DIRECTIONS:
List every organization named in the article on a "living medicine" for drug-resistant lung infections.

** Opening EXCERPT block **

‘Living medicine’ created to tackle drug-resistant lung infections

By Mark Waghorn via SWNS

A "living medicine" has been created to tackle drug-resistant lung infections.

The breakthrough offers a new strategy to combat the leading cause of mortality in hospitals.

In experiments, it worked on mice infected with pneumonia.

Antibiotic-resistant bugs are one of the biggest threats facing mankind, according to the World Health Organization.

The treatment involves using a modified version of the bacterium Mycoplasma pneumoniae.

It removes its ability to cause disease by repurposing it to attack the infection instead.

The modified bacterium is used in combination with low doses of antibiotics that would otherwise not work on their own.

It doubled the survival rate in the lab rodents. A single, high dose showed no signs of toxicity.

Once the therapy had finished its course, the innate immune system cleared the modified bacteria in a period of four days.

Corresponding author Dr. Maria Lluch, of the International University of Catalonia, said: "We have developed a battering ram that lays siege to antibiotic-resistant bacteria.

"The treatment punches holes in their cell walls, providing crucial entry points for antibiotics to invade and clear infections at their source.

"We believe this is a promising new strategy to address the leading cause of mortality in hospitals."

P. aeruginosa infections are difficult to treat because the bacteria live in communities that form biofilms.

Biofilms can attach themselves to various surfaces in the body, forming impenetrable structures that escape the reach of antibiotics.

** Closing EXCERPT block **
** Opening INPUT DATA block **

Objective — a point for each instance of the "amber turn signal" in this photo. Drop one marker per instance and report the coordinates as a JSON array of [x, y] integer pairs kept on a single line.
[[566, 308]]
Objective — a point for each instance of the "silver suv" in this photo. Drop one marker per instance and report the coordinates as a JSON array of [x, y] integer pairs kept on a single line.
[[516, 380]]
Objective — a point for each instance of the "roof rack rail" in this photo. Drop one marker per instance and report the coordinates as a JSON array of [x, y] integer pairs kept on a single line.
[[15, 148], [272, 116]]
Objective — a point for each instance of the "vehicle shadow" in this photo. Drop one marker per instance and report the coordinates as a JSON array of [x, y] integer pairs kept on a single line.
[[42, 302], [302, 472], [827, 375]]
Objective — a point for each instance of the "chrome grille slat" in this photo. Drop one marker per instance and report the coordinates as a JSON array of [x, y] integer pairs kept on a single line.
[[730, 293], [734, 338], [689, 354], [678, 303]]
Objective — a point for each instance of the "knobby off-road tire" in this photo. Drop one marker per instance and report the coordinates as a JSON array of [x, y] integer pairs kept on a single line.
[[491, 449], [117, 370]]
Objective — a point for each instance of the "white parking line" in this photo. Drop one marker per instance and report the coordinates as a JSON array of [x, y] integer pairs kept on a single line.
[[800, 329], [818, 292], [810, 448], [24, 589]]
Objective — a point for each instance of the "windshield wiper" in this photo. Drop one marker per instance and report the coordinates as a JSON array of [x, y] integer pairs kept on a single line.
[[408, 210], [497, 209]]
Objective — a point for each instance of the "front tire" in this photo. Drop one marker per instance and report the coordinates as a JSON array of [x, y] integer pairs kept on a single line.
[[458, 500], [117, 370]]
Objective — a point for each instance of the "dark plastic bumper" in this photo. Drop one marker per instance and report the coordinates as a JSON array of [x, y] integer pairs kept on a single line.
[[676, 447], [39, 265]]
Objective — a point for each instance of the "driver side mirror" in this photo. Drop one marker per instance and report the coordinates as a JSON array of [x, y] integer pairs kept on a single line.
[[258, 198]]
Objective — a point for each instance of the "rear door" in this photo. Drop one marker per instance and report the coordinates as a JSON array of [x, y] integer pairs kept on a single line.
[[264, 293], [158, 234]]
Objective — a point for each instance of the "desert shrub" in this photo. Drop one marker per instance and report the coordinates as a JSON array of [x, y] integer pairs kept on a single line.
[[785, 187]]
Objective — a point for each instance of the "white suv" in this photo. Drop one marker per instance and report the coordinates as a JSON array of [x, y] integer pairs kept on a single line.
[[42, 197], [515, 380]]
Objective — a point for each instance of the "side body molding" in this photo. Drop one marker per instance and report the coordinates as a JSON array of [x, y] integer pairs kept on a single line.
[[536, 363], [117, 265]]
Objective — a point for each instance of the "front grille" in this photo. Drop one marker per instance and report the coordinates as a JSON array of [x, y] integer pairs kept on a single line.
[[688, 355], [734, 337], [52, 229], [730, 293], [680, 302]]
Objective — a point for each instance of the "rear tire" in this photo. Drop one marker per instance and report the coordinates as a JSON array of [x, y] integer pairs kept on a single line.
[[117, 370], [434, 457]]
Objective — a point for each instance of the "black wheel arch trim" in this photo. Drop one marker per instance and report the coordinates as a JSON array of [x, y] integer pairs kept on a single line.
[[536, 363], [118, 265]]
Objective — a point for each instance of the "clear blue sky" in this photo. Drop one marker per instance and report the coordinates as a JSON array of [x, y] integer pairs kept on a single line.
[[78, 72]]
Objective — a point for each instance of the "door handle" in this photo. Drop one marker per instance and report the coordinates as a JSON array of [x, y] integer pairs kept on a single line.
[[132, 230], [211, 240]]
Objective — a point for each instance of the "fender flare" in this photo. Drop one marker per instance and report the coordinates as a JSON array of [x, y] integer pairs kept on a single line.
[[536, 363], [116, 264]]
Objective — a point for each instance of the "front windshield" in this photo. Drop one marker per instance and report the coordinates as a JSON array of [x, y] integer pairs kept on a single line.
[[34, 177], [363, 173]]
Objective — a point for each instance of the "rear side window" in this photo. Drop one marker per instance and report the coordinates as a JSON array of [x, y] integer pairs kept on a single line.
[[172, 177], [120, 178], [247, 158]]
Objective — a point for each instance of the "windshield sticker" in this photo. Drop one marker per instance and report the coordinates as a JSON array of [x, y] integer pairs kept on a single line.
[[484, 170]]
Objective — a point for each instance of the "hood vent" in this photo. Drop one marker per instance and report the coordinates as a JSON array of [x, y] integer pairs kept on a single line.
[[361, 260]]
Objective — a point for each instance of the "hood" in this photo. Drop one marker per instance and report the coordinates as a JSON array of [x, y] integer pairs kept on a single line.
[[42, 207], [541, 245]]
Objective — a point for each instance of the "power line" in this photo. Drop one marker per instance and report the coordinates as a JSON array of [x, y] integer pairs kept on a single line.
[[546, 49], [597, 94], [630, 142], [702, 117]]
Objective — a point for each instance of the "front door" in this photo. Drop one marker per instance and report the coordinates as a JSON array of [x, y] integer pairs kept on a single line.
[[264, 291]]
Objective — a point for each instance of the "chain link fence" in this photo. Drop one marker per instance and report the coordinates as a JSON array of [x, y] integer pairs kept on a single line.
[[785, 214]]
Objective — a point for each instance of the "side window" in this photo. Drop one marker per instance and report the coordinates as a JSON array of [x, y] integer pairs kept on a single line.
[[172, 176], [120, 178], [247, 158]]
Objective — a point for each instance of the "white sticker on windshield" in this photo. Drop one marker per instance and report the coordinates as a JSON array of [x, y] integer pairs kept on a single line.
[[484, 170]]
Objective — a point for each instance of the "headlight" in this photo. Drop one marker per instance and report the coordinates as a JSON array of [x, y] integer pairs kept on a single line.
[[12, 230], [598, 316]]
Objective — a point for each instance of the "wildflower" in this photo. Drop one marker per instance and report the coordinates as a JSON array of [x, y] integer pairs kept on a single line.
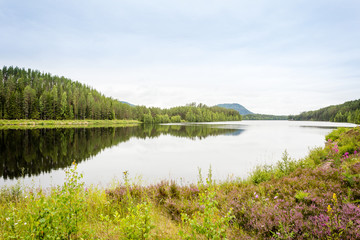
[[329, 209]]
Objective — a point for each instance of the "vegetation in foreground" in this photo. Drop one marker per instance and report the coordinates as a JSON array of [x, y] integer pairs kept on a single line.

** Closing INPUT DATA block **

SOLUTION TO THIS PROBLEM:
SWNS
World Health Organization
International University of Catalonia